[Stored items]

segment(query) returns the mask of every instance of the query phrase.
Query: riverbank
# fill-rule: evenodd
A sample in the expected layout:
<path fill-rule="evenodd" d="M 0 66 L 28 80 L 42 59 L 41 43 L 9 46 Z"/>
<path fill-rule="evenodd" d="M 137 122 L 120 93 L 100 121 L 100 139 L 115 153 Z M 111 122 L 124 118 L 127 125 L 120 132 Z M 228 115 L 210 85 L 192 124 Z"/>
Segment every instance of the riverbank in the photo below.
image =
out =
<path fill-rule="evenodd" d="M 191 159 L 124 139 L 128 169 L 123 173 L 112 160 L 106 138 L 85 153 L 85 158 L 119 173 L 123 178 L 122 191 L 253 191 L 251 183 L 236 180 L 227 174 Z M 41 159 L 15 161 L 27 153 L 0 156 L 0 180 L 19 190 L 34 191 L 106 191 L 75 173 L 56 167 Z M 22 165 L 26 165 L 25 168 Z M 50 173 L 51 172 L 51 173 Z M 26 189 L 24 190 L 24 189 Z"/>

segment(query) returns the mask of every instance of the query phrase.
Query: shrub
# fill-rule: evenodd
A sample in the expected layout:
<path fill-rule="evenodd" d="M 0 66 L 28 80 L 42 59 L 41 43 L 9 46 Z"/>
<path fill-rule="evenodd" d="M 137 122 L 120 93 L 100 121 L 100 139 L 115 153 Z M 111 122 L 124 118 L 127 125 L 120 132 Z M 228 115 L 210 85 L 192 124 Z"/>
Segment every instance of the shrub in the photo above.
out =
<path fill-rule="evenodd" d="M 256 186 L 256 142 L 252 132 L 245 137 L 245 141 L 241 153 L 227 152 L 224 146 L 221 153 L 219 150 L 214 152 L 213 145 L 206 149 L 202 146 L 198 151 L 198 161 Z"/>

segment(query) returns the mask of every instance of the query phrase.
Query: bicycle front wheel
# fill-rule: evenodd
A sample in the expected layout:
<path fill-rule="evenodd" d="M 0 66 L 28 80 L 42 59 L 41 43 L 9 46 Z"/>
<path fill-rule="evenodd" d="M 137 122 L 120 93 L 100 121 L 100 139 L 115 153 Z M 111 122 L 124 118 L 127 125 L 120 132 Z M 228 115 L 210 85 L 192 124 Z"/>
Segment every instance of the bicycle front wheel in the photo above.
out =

* WHAT THE TASK REQUIRES *
From the listing above, reproduce all the lines exactly.

* SOLUTION FOR THIS PROBLEM *
segment(query) returns the mask of every instance of the query phrase.
Query: riverbank
# fill-rule: evenodd
A sample in the expected layout:
<path fill-rule="evenodd" d="M 0 66 L 28 80 L 42 59 L 41 43 L 9 46 Z"/>
<path fill-rule="evenodd" d="M 137 122 L 120 93 L 100 121 L 100 139 L 115 153 Z M 111 122 L 124 118 L 127 125 L 120 132 Z M 228 115 L 210 85 L 192 124 Z"/>
Segment every instance of the riverbank in the photo below.
image =
out =
<path fill-rule="evenodd" d="M 191 159 L 124 139 L 128 169 L 123 173 L 112 160 L 106 138 L 85 153 L 85 158 L 119 173 L 123 178 L 122 191 L 253 191 L 251 183 L 236 180 L 227 174 Z M 41 159 L 15 161 L 27 153 L 0 156 L 0 180 L 19 190 L 34 191 L 106 191 L 75 173 L 56 167 Z M 22 165 L 26 165 L 25 168 Z M 50 173 L 51 172 L 51 173 Z M 26 189 L 24 190 L 24 189 Z"/>

segment(query) returns the mask of every instance of the query phrase.
Query: shrub
# fill-rule: evenodd
A sample in the expected layout:
<path fill-rule="evenodd" d="M 0 66 L 28 80 L 42 59 L 41 43 L 9 46 Z"/>
<path fill-rule="evenodd" d="M 137 122 L 120 93 L 100 121 L 100 139 L 115 153 Z M 111 122 L 124 118 L 127 125 L 120 132 Z M 228 115 L 210 85 L 192 124 Z"/>
Segment every instance of the shrub in the photo above.
out =
<path fill-rule="evenodd" d="M 256 186 L 256 142 L 252 132 L 245 137 L 245 141 L 241 153 L 227 152 L 224 146 L 221 153 L 219 150 L 214 152 L 213 145 L 206 149 L 202 146 L 198 151 L 198 161 Z"/>

segment(query) returns the mask of every instance of the query phrase.
Query: bicycle front wheel
# fill-rule: evenodd
A sample in the expected layout:
<path fill-rule="evenodd" d="M 0 66 L 28 80 L 42 59 L 41 43 L 9 46 Z"/>
<path fill-rule="evenodd" d="M 137 122 L 120 93 L 100 121 L 100 139 L 115 153 Z M 111 122 L 124 118 L 127 125 L 120 132 Z M 228 115 L 210 85 L 192 124 Z"/>
Segment every instance of the bicycle front wheel in the photo above.
out =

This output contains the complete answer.